» **Text to read**
* start *

I’m sure you’ll agree that based on the above output, it is clear that curl offers a phenomenal and perhaps intimidating number of options.

These options will allow you to accomplish nearly any task you could imagine when it comes to client to server communication.

Let’s go ahead and explore some more things that we can do with curl.

Downloading files

Working with files is very straightforward.

Try running the following command.

curl https://jsonplaceholder.typicode.com/todos/1 -o %userprofile%\Desktop\curl-output.txt

The -o option allows you to specify the location of a file to which the output of the command should be written to. In the above example a file named ‘curl-output.txt’ will be created in the Desktop directory of the current user.

This also works for downloading files generally.

curl https://via.placeholder.com/600/92c952 -o %userprofile%\Desktop\photo.png

It’s exactly the same syntax as the previous example. In the above example, a PNG photo is saved to the Desktop directory of the current user.

Posting data

How about posting data to a HTTP API?

curl -X POST https://jsonplaceholder.typicode.com/todos -d "{\"userId\": 11,\"id\": 201,\"title\": \"Leave out the bin\",\"completed\": false}"

The -X option is used to specify the request method i.e. POST.

The -d option is used to specify the data to post.

In many cases, headers will also need to be included in the request and these can be specified by using a -H option for each required header.

curl -X POST -H "Content-Type: application/json" -H "Accept: application/json" https://jsonplaceholder.typicode.com/todos -d "{\"userId\": 11,\"id\": 201,\"title\": \"Leave out the bin\",\"completed\": false}"

* end *

» **Supplied information**
* start *

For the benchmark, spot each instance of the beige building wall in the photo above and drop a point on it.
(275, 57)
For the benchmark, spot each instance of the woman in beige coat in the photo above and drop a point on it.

* end *

» **Tasks to carry out**
[a] According to the curl tutorial, what does the -X option specify?
[b] From the curl tutorial, retype without changes the part that opens with the words containing "I’m sure you’ll" and closes with "is very straightforward.".
[c] Carry on the curl tutorial from the point at which it stops.

» **Per-task outputs**
[a] The request method, such as POST.

[b]
I’m sure you’ll agree that based on the above output, it is clear that curl offers a phenomenal and perhaps intimidating number of options.

These options will allow you to accomplish nearly any task you could imagine when it comes to client to server communication.

Let’s go ahead and explore some more things that we can do with curl.

Downloading files

Working with files is very straightforward.

[c]
Instead of JSON, we could post key-value pairs for form data in a similar manner and update the Content-Type as required e.g. title=Hello&body=Hello World

Updates & deletes

Updates are similar to posts, we just need to specify PUT as the request method.

curl -X PUT https://jsonplaceholder.typicode.com/todos/201 -d "{\"userId\": 11,\"id\": 201,\"title\": \"Leave out the bin again\",\"completed\": false}"

Deletes are just as easy to accomplish.

curl -X DELETE https://jsonplaceholder.typicode.com/todos/201


If authentication details are required for an endpoint there are a number of different options for handling this.

For example, to access an endpoint which requires Basic authentication we can use the -u option as follows.

curl -u user:pw https://jsonplaceholder.typicode.com/todos/1

Many APIs are protected by authentication protocols that rely on HTTP headers.

As per the Posting data sub-section above, we can specify headers using the -H option.

curl -H "Authorization: Bearer {token}" https://jsonplaceholder.typicode.com/todos/1

‘Bearer’ token authentication is used in the above command.

For other authentication types, it’s just a matter of swapping out the header to suit the particular style of authentication e.g. some APIs use a custom ‘Api-Key’ style header.

Troubleshooting issues

If you need to troubleshoot a request issue you can add the -v option to specify verbose output. This will display logs regarding the command you have issued and will also include the response headers.

curl -v https://jsonplaceholder.typicode.com/todos/1

I have included a partial extract of the command output below for reference.

* Trying
* Connected to jsonplaceholder.typicode.com ( port 443 (#0)
* schannel: SSL/TLS connection with jsonplaceholder.typicode.com port 443 (step 1/3)
* schannel: checking server certificate revocation
* schannel: sending initial handshake data: sending 193 bytes...
* schannel: sent initial handshake data: sent 193 bytes
* schannel: SSL/TLS connection with jsonplaceholder.typicode.com port 443 (step 2/3)
* schannel: failed to receive handshake, need more data
* schannel: SSL/TLS connection with jsonplaceholder.typicode.com port 443 (step 2/3)
* schannel: encrypted data got 2420
* schannel: encrypted data buffer: offset 2420 length 4096
* schannel: sending next handshake data: sending 93 bytes...
* schannel: SSL/TLS connection with jsonplaceholder.typicode.com port 443 (step 2/3)
* schannel: encrypted data got 258
* schannel: encrypted data buffer: offset 258 length 4096
* schannel: SSL/TLS handshake complete
* schannel: SSL/TLS connection with jsonplaceholder.typicode.com port 443 (step 3/3)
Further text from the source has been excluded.